PROBLEM TO SOLVE:
Could you restate the data word for word and drop the pictures?

Region pointing data
════════════════

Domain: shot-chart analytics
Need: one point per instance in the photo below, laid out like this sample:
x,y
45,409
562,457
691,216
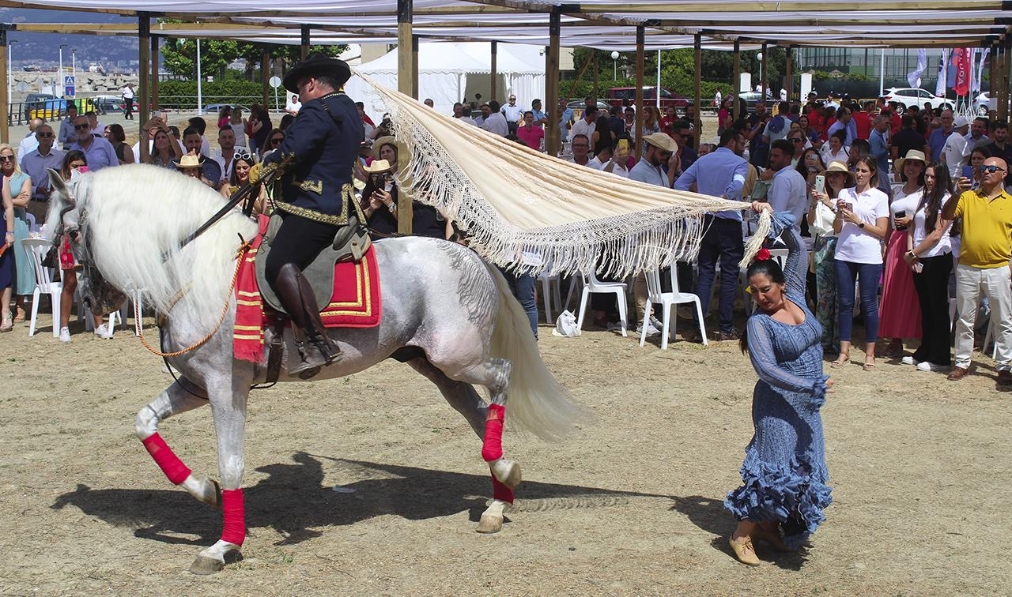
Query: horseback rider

════════════════

SOLUTION TO THIS EXERCISE:
Domain: shot-chart analytics
Need: one point per instance in the photo below, laid out like this sample:
x,y
45,409
562,457
691,216
Query: horseback rider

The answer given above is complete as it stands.